## [ЗАДАНИЕ 1]
Верны ли по рассказу о батюшке утверждения (a), (b) и (c)? Для каждого ответьте «да» или «нет» и приведите решающие слова рассказа дословно.
(a) Перед замужеством батюшка подарил рассказчице зеркальце и мужскую расческу.
(b) Дочь рассказчицы прожила двадцать лет.
(c) Дом на месте, которое указал батюшка, построил он сам.
## [ЗАДАНИЕ 2]
Перепишите без изменений фрагмент рассказа о батюшке, который начинается со слов «Я взрослая была» и заканчивается словами «больше могу дать.».
## [ЗАДАНИЕ 3]
Что было дальше? Продолжите рассказ о батюшке, начиная сразу после его последнего предложения.

## [ОТРЫВОК]

Батюшка как вошел, начал кого-то из-под стола, из-под лавок выгонять - и все к двери, к двери. Потом просит маму: «Собери-ка мне Марусенькины платочки носовые». Мои то есть. Перестирал их и на веревку развесил. И потом, как мама мне рассказала, всю ночь не спал, стоял в изголовье моей кровати, плакал и молился, чтобы Господь мне терпения дал. Сбылись его пророчества. Выйдя замуж, родила я девочку - инвалида, 16 лет она жила - ни сидеть, ни есть сама, ни ходить не могла. Света белого не видела я от горя.

В дом батюшки мы часто ходили - помолиться. Какие чудесные были у него иконы! Таких нигде я больше не видела. Проповеди читал - заслушаешься. А уж если песни запоет церковные - слезы градом текли. Мне стыдно было при всех плакать, так я за печку пряталась. И обязательно, как придешь к нему, что-то подарит. Иконочку преподобного Тихона Калужского до сих пор храню, хоть и потемнела вся. А перед тем, как замуж выйти, батюшка дал мне зеркальце и расческу мужскую. За одного хотела пойти, спросила его - мой ли это суженый? Ничего не ответил, плюнул только. Я и отступилась от жениха этого. Скоро другой появился.

Я взрослая была уже девица, а все дедушкой Александром его звала. Таким он мне казался. Может, из-за бедной своей одежонки, которую ни за что не хотел менять на другую, и больных ног, покрытых страшными язвами. Однажды иду с работы, а батюшка мне навстречу. Пооглядывался и шепчет: «Марусенька, дай мне копеечку».

- Зачем, вам, дедушка Александр, копеечка? Я больше могу дать.

- Нет, нет, копеечку. Я вон там дом строить буду.

Сейчас я живу в доме на том самом месте, что указал батюшка. Построил его, правда, не он, а мы с мужем, но пророчество, которого в тот момент, я, конечно, не поняла, сбылось.

## [ПОКАЗАННЫЕ ЗАПИСИ]
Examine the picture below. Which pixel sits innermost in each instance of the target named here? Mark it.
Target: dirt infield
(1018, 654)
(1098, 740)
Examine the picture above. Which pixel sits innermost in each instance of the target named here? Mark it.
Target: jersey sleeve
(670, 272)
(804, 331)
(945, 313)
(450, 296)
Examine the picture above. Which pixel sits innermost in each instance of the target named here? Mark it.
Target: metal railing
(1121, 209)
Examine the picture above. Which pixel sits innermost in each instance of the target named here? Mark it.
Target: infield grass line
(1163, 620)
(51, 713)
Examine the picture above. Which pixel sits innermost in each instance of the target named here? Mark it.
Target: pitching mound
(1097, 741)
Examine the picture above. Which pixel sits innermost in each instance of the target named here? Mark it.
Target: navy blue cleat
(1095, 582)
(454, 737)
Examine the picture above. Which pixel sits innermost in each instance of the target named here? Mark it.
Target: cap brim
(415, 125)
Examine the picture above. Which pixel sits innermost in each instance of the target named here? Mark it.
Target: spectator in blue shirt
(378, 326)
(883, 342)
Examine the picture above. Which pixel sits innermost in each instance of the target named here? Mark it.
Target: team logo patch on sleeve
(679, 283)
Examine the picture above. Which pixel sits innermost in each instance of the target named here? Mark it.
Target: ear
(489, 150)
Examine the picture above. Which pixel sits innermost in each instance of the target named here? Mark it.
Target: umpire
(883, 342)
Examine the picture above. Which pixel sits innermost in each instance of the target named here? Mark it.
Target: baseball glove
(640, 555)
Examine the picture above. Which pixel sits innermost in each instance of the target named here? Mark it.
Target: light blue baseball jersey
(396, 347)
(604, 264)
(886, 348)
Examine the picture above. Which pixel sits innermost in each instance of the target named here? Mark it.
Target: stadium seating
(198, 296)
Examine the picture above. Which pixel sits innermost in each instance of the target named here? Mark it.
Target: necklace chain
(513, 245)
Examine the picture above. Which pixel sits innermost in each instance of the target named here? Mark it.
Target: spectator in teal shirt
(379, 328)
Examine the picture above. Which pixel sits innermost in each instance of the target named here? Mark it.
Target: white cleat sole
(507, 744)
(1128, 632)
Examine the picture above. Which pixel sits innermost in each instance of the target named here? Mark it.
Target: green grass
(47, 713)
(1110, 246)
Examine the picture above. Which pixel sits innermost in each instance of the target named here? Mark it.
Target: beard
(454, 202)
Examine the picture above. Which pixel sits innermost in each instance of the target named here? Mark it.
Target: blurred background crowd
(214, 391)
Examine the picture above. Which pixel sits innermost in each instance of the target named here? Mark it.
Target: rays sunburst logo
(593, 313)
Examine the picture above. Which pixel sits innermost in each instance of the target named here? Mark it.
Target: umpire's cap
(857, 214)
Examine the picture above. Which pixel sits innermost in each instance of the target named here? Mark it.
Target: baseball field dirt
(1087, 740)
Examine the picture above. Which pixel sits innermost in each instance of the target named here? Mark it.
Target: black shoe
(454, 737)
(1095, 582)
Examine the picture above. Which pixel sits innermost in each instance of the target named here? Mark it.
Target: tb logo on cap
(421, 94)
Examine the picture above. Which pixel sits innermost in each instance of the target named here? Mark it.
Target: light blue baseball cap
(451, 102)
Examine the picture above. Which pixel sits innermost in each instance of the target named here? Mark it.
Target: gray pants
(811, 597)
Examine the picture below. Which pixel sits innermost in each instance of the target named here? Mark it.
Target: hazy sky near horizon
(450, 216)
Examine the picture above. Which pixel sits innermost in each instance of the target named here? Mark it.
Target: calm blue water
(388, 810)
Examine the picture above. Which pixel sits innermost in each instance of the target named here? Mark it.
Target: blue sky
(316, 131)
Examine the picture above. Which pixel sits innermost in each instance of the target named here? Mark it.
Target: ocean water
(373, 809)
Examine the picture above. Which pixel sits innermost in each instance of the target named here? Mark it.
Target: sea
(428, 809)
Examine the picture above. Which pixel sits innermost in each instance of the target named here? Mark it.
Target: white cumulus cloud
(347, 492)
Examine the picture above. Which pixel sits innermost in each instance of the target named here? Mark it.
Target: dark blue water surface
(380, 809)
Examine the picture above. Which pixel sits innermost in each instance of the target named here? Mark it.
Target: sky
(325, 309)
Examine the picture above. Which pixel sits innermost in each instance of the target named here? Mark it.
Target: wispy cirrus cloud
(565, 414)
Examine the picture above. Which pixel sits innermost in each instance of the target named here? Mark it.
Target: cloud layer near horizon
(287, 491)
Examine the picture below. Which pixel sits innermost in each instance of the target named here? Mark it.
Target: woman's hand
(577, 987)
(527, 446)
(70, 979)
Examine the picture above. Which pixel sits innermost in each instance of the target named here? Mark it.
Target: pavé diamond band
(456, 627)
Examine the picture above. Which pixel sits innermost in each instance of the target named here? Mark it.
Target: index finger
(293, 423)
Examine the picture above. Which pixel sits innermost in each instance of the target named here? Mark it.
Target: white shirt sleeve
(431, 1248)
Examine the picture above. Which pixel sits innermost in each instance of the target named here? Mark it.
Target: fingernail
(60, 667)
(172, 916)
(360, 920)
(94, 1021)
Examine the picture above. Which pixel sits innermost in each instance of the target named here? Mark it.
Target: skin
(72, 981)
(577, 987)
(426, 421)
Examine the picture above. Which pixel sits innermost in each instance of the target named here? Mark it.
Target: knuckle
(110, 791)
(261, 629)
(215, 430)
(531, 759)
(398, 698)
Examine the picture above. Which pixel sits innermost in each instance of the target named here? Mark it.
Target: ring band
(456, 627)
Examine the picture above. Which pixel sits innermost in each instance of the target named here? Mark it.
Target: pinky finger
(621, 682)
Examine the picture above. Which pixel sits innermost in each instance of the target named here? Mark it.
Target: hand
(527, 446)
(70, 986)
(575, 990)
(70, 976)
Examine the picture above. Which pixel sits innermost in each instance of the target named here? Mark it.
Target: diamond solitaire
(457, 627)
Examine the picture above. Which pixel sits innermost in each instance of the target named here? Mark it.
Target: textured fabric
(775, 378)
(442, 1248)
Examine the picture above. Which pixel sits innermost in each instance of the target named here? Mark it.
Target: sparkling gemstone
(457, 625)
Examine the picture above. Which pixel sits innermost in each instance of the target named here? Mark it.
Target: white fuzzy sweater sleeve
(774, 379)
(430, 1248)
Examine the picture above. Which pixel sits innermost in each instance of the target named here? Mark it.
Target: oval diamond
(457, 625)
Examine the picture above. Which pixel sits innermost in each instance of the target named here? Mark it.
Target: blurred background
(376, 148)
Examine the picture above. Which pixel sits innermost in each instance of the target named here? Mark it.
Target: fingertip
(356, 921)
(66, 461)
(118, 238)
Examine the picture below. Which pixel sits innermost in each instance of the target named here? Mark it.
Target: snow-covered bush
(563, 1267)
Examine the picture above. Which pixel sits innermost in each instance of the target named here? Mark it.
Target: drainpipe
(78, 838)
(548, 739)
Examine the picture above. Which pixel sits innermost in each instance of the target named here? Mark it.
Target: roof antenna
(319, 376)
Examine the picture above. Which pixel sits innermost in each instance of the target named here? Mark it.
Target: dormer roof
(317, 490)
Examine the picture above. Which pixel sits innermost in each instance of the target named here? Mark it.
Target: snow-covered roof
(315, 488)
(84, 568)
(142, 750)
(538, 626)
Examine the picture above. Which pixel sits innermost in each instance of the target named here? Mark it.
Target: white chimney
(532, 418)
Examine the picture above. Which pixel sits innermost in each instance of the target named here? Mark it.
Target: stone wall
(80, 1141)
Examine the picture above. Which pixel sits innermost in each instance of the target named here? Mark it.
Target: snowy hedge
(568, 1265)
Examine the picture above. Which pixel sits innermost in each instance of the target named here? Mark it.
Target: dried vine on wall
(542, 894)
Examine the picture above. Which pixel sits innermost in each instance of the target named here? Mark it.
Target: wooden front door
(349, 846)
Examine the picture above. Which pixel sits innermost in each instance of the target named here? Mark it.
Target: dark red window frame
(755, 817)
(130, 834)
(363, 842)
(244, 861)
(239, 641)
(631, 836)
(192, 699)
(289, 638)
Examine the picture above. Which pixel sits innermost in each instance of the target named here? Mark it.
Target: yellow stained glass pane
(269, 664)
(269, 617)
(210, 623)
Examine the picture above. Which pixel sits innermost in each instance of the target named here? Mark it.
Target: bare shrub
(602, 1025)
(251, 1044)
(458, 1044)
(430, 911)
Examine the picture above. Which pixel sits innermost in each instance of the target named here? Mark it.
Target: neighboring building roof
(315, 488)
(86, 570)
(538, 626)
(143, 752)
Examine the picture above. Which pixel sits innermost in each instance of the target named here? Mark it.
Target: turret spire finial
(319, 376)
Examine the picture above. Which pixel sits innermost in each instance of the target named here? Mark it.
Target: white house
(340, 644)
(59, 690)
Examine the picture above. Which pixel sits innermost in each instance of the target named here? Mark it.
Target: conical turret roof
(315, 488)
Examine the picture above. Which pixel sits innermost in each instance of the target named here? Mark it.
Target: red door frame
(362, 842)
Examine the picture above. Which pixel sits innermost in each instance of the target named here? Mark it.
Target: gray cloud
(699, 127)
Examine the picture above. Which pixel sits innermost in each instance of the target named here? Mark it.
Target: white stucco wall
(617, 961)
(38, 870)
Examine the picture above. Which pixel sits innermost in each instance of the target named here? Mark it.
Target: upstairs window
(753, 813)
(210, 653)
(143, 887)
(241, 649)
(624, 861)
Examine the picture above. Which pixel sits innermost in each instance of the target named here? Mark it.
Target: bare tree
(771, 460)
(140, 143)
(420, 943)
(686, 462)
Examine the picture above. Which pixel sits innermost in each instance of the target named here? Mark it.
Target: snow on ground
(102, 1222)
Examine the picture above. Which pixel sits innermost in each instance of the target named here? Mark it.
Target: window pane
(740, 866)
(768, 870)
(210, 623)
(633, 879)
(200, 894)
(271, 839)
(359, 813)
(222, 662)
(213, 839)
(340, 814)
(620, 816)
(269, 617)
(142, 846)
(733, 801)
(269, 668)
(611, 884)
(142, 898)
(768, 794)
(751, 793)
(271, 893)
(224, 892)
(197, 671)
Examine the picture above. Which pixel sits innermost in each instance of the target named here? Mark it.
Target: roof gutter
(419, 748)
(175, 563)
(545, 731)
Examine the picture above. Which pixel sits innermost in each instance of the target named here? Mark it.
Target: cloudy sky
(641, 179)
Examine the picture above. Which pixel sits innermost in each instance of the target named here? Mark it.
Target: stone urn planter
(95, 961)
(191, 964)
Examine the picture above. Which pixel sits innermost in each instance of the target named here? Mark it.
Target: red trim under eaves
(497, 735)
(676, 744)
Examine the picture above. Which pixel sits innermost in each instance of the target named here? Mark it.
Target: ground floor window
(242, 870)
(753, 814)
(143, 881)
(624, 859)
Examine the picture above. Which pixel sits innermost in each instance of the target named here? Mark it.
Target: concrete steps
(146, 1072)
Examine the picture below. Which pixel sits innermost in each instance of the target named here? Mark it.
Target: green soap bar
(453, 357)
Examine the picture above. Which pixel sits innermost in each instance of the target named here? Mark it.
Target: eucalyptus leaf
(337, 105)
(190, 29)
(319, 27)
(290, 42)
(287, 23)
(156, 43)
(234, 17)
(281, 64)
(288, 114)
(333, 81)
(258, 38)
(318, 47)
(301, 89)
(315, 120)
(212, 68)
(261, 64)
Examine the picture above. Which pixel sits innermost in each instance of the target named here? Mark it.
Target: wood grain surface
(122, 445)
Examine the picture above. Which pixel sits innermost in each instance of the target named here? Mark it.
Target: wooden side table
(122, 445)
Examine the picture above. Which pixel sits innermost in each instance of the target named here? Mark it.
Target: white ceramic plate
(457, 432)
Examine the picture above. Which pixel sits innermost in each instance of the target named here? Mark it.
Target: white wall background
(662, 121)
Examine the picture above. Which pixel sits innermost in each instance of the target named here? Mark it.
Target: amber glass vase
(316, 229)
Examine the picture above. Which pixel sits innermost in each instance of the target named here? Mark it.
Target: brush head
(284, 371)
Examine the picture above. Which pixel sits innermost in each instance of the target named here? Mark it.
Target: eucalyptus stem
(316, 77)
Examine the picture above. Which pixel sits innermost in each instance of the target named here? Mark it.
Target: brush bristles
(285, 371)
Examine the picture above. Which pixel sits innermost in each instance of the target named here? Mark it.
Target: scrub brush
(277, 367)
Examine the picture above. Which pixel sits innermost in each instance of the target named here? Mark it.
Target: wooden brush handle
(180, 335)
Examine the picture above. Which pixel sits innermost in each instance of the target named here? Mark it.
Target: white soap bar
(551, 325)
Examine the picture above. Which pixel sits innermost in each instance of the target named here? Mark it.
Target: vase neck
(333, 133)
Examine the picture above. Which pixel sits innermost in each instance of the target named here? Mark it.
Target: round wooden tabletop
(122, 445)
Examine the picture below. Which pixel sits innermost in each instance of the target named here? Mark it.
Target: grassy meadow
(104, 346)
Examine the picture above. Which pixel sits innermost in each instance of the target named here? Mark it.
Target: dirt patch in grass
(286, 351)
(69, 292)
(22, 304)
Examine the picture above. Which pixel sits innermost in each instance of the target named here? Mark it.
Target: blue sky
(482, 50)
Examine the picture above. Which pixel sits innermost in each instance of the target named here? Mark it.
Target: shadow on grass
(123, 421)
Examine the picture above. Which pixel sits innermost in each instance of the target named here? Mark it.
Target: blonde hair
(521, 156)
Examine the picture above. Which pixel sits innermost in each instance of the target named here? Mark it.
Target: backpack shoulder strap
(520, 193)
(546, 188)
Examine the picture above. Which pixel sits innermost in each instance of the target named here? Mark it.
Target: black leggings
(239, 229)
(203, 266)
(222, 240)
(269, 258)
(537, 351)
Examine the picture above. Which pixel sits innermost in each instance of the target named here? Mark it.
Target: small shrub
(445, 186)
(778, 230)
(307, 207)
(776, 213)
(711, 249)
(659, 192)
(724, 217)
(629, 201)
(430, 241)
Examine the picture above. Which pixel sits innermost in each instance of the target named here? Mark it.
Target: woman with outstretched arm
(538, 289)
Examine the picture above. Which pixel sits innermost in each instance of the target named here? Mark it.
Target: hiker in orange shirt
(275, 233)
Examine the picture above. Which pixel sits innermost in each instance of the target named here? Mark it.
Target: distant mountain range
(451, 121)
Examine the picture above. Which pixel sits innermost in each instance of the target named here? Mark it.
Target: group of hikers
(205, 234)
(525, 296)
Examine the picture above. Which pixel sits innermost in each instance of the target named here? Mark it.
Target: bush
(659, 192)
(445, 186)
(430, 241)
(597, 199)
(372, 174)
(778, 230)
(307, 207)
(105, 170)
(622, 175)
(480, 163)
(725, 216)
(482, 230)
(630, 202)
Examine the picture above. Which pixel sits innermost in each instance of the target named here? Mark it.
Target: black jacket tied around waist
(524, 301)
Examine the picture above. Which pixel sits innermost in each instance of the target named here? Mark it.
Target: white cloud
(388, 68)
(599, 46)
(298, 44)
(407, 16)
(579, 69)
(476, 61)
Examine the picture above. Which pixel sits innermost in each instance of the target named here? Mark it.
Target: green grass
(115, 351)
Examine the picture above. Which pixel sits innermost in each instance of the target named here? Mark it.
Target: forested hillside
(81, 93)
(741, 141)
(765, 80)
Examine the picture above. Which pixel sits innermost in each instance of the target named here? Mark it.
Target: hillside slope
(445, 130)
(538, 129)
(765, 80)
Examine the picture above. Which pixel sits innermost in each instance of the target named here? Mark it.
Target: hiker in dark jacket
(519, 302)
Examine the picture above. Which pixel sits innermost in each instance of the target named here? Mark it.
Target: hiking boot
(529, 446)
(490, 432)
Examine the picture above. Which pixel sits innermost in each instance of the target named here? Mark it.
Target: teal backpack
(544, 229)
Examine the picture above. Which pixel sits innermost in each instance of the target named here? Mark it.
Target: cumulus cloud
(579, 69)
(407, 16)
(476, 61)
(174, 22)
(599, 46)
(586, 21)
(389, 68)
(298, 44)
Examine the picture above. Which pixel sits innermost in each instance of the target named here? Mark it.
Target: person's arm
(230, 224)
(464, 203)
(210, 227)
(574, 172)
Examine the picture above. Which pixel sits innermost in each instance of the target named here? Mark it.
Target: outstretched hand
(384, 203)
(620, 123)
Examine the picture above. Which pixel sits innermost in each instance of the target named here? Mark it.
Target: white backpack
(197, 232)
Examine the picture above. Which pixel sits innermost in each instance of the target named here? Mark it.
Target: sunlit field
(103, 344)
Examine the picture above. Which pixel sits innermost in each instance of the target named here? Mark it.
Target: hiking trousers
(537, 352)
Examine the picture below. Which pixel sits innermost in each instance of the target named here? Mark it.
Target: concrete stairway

## [ОТВЕТ НА ЗАДАНИЕ 1]
(a) Да: «А перед тем, как замуж выйти, батюшка дал мне зеркальце и расческу мужскую.»
(b) Нет: «16 лет она жила»
(c) Нет: «Построил его, правда, не он, а мы с мужем»

## [ОТВЕТ НА ЗАДАНИЕ 2]
Я взрослая была уже девица, а все дедушкой Александром его звала. Таким он мне казался. Может, из-за бедной своей одежонки, которую ни за что не хотел менять на другую, и больных ног, покрытых страшными язвами. Однажды иду с работы, а батюшка мне навстречу. Пооглядывался и шепчет: «Марусенька, дай мне копеечку».

- Зачем, вам, дедушка Александр, копеечка? Я больше могу дать.

## [ОТВЕТ НА ЗАДАНИЕ 3]
В войну я работала в Госбанке бухгалтером. Моя знакомая Тася Червякова, тоже бухгалтер, на фронте была. Три месяца весточек от нее мать не получала, извелась вся. Пошла к отцу Александру узнать, жива ли. Многие за этим к нему ходили. Он даже сетовал порой - мол, в гадалку превратили. Но мать Тасину принял благосклонно. Потом она вот что рассказывала. Насыпал отец Александр на стол земельки и спичек в нее навтыкал - круг из них получился. Внутрь круга этого положил что-то. И запричитал вдруг: «Ой, ой, курочка-то, смотри-ка, с яичком. Ну ничего, прибежит твоя дочка домой».

Через пару месяцев Тася вернулась с фронта с ребеночком. Оказывается, была в окружении и уже беременная - чудом удалось вырваться.

Батюшка на плече сумку огромную с камнями носил. Я жалела его: «Дедушка, ведь тяжело тебе!» Тяжело, отвечает, грехи-то ваши носить.

О смерти его я узнала от постоялицы нашей. Пришла на Школьную, а дедушка мой на лавке лежит в своей комнате. Светлый такой - живой словно. Попрощалась с ним, поплакала. Больше увидеть его не довелось. На следующий день узнала, что уже похоронили батюшку.

* * *

Рассказывает Леонид Павлович Рыжов:

- Мои родители - Павел Сергеевич и Елена Кузьминична Рыжовы очень были дружны с батюшкой Александром (особенно отец), чтили его, как человека Божьего. Он и был таким. Мы с сестрой-близняшкой Тамарой целые вечера, разинув рты, слушали его рассказы о Боге - такая теплота и свет от него исходили. Жили бедно, голодали. Отец Александр жалел нас, ребятишек, часто приносил что-нибудь из еды, а матери иногда тайком давал деньги. Она пыталась отказываться, батюшка сердился: «Господь послал детям твоим, а ты брать не хочешь!»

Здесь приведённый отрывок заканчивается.